Point annotation records:
==*==

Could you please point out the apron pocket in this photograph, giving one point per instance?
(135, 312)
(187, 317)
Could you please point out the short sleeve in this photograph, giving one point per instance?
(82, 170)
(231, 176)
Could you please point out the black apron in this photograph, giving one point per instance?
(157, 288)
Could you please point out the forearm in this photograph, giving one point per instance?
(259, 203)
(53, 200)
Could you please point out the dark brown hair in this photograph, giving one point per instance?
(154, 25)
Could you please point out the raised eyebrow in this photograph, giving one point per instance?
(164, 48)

==*==

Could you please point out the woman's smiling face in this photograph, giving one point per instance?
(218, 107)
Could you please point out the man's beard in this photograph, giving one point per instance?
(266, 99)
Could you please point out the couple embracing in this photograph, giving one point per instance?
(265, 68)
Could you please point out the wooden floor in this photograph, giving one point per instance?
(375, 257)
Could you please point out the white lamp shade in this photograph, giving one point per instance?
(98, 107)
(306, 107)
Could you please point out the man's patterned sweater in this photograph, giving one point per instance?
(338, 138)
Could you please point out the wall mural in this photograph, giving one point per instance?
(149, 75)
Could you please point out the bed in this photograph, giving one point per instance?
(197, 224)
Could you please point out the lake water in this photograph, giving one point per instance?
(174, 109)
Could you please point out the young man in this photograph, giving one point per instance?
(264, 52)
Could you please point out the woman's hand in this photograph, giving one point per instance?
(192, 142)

==*==

• The exercise: Report how many of the lines above contain the string "woman". Give only the number.

• Problem solution: 2